§ THE TASK:
Continue the passage on the company's debt, capital spending, and regulatory capital requirements, picking up right after its final sentence.

§ TEXT SECTION:
##############################
As of February 16, 2021, there have been no borrowings under this facility.
(3)  The unamortized discount and debt issuance costs are associated with the
publicly traded $375 million senior unsecured notes. These are amortized to
interest expense over the life of the notes, and the unamortized balance is
presented in the Company's consolidated balance sheets as a direct deduction
from the carrying amount of the debt. The unamortized debt issuance cost of
approximately $0.1 million associated with the $50 million five-year unsecured
revolving credit facility maturing on March 29, 2022 is included in other assets
in the Company's consolidated balance sheets and amortized to interest expense
over the term of the credit facility.

The Company was in compliance with all of its financial covenants pertaining to
minimum statutory surplus, debt to total capital ratio, and RBC ratio under the
unsecured credit facility at December 31, 2020.

For a further discussion, see Note 8. Notes Payable, of the Notes to
Consolidated Financial Statements in "Item 8. Financial Statements and
Supplementary Data."
E. Capital Expenditures
In 2020, the Company made capital expenditures, including capitalized software,
of approximately $40.0 million primarily related to information technology.
F. Regulatory Capital Requirements
The Insurance Companies must comply with minimum capital requirements under
applicable state laws and regulations. The RBC formula is used by insurance
regulators to monitor capital and surplus levels. It was designed to capture the
widely varying elements of risks undertaken by writers of different lines of
insurance business having differing risk characteristics, as well as writers of
similar lines where differences in risk may be related to corporate structure,
investment policies, reinsurance arrangements, and a number of other factors.
##############################
§ INFORMATION GIVEN:
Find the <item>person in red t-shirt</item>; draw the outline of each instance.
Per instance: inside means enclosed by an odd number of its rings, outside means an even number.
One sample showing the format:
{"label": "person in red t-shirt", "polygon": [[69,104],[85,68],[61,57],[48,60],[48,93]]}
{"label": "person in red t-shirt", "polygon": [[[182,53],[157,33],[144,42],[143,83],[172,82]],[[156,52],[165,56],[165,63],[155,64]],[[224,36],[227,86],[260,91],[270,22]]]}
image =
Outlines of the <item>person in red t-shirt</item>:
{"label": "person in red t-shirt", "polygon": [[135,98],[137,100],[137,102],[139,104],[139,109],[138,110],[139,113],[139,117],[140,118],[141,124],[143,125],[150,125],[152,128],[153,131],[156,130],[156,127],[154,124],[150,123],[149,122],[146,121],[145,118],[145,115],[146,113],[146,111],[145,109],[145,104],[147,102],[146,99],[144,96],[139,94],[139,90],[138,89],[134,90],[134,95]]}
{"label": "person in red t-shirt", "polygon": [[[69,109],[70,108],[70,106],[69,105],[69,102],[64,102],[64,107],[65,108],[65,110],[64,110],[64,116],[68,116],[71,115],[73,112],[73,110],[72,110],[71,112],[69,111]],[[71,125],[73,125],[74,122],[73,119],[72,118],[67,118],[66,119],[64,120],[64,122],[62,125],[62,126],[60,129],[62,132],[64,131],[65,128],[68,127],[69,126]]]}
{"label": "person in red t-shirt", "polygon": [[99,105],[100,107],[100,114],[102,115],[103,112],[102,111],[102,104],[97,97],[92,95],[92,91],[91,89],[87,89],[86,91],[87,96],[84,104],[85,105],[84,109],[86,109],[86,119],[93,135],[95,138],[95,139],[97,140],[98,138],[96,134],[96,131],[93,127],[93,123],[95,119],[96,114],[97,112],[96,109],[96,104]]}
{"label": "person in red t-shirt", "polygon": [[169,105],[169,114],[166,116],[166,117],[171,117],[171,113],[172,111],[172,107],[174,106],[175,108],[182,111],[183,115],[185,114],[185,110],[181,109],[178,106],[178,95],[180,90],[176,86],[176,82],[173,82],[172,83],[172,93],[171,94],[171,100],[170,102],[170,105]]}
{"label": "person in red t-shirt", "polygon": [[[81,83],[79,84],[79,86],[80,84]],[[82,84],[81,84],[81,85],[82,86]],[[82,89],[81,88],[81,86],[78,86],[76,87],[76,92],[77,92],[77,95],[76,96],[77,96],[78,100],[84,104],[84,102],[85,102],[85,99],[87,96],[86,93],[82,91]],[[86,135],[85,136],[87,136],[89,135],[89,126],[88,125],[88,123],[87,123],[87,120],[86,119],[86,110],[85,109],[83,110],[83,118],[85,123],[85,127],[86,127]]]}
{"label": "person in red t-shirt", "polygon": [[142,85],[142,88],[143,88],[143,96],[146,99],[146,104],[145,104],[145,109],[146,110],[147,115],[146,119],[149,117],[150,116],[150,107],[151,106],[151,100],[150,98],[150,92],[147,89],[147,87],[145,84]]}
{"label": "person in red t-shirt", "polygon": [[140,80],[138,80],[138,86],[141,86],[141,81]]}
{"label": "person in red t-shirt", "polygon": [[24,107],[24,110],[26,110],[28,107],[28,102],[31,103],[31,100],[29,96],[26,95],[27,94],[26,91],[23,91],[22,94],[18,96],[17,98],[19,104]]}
##############################
§ WRITTEN ANSWER:
The Company periodically monitors the RBC level of each of the Insurance
Companies. As of December 31, 2020, 2019 and 2018, each of the Insurance
Companies exceeded the minimum required RBC level, as determined by the NAIC and
adopted by the state insurance regulators. None of the Insurance Companies' RBC
ratios were less than 350% of the authorized control level RBC as of
December 31, 2020, 2019 and 2018. Generally, an RBC ratio of 200% or less would
require some form of regulatory or company action.

Among other considerations, industry and regulatory guidelines suggest that the
ratio of a property and casualty insurer's annual net premiums written to
statutory policyholders' surplus should not exceed 3.0 to 1. Based on the
combined surplus of all the Insurance Companies of $1.77 billion at December 31,
2020 and net premiums written in 2020 of $3.6 billion, the ratio of premiums
written to surplus was 2.04 to 1.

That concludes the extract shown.